╭──

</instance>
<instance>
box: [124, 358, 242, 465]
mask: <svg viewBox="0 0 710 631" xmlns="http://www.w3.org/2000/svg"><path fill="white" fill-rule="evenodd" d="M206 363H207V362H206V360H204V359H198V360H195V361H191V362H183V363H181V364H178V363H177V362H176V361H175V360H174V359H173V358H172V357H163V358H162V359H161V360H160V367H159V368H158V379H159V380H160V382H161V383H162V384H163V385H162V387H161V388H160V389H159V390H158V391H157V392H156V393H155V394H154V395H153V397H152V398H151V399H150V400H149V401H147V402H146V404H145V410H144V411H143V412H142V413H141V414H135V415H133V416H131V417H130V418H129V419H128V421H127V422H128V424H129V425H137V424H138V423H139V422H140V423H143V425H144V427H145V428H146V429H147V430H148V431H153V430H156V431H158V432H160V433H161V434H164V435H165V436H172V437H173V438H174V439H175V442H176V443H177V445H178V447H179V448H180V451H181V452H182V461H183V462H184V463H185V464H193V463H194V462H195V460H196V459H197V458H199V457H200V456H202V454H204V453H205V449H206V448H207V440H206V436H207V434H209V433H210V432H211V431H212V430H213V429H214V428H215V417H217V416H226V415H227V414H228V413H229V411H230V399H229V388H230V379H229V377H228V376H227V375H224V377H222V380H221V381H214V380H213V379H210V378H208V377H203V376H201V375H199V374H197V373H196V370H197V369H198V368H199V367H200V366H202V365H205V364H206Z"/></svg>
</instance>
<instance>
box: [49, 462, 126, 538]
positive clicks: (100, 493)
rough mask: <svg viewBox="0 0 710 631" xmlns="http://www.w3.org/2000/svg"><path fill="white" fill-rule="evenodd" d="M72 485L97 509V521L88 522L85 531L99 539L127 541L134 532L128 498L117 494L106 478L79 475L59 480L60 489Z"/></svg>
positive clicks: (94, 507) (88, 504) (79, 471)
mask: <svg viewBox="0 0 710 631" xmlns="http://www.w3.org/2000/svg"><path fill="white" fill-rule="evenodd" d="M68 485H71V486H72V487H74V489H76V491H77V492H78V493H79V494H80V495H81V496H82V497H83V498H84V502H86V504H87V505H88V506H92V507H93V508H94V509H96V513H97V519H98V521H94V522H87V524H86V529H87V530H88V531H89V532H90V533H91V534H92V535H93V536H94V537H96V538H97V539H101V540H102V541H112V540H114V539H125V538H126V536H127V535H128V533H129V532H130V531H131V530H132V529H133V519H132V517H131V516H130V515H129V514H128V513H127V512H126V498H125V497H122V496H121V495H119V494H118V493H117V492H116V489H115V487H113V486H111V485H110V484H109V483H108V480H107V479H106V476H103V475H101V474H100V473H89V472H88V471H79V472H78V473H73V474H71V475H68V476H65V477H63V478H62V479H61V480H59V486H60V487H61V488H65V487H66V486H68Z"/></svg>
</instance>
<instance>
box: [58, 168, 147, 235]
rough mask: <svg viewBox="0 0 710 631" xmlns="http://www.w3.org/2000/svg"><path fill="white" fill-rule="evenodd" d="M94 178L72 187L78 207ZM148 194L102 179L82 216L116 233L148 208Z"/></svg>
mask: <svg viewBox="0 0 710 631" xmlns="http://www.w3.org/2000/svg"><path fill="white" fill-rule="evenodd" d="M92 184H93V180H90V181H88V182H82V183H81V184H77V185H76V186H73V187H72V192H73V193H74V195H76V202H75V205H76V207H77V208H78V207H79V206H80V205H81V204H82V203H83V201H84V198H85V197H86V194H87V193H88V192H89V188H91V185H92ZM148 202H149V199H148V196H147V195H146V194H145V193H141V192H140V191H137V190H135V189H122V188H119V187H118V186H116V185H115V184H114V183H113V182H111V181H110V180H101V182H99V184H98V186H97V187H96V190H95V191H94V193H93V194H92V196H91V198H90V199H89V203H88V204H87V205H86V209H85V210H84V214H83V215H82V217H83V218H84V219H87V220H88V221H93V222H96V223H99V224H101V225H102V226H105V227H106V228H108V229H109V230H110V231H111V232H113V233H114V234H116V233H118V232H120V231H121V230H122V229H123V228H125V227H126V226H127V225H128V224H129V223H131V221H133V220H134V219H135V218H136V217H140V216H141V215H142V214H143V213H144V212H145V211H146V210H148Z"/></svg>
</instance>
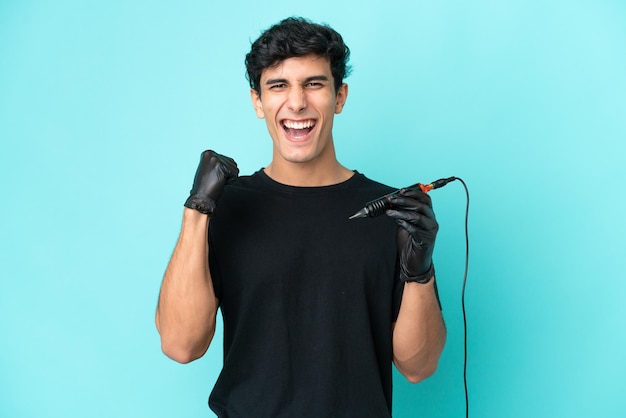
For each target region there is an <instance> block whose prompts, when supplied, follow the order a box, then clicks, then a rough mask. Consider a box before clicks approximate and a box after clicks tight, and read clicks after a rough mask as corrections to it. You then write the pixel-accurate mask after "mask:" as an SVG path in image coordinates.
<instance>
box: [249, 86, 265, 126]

╰──

Please give back exactly the lines of the listing above that run from the one containing "485L97 509V521L88 522L85" through the one containing "box: [58, 168, 147, 235]", and only those.

rough mask: <svg viewBox="0 0 710 631" xmlns="http://www.w3.org/2000/svg"><path fill="white" fill-rule="evenodd" d="M72 485L97 509V521L88 522L85 531L99 539L127 541L134 532L128 498L117 494L106 478L79 475L59 480L60 489Z"/></svg>
positive clicks: (94, 507) (88, 504) (79, 471)
mask: <svg viewBox="0 0 710 631" xmlns="http://www.w3.org/2000/svg"><path fill="white" fill-rule="evenodd" d="M68 485H71V486H72V487H74V489H76V491H77V492H78V493H79V494H80V495H81V496H82V497H83V498H84V502H86V504H87V505H88V506H92V507H93V508H94V509H96V513H97V519H98V521H94V522H87V524H86V529H87V530H88V531H89V532H90V533H91V534H92V535H93V536H94V537H96V538H97V539H101V540H102V541H112V540H114V539H125V538H126V536H127V535H128V533H129V532H130V531H131V530H132V529H133V519H132V517H131V516H130V515H129V514H128V513H127V512H126V498H125V497H122V496H121V495H119V494H118V493H117V492H116V489H115V487H113V486H111V485H110V484H109V483H108V480H107V479H106V476H103V475H101V474H100V473H89V472H88V471H79V472H78V473H73V474H71V475H68V476H65V477H63V478H62V479H61V480H59V486H60V487H61V488H65V487H66V486H68Z"/></svg>
</instance>
<instance>
box: [58, 168, 147, 235]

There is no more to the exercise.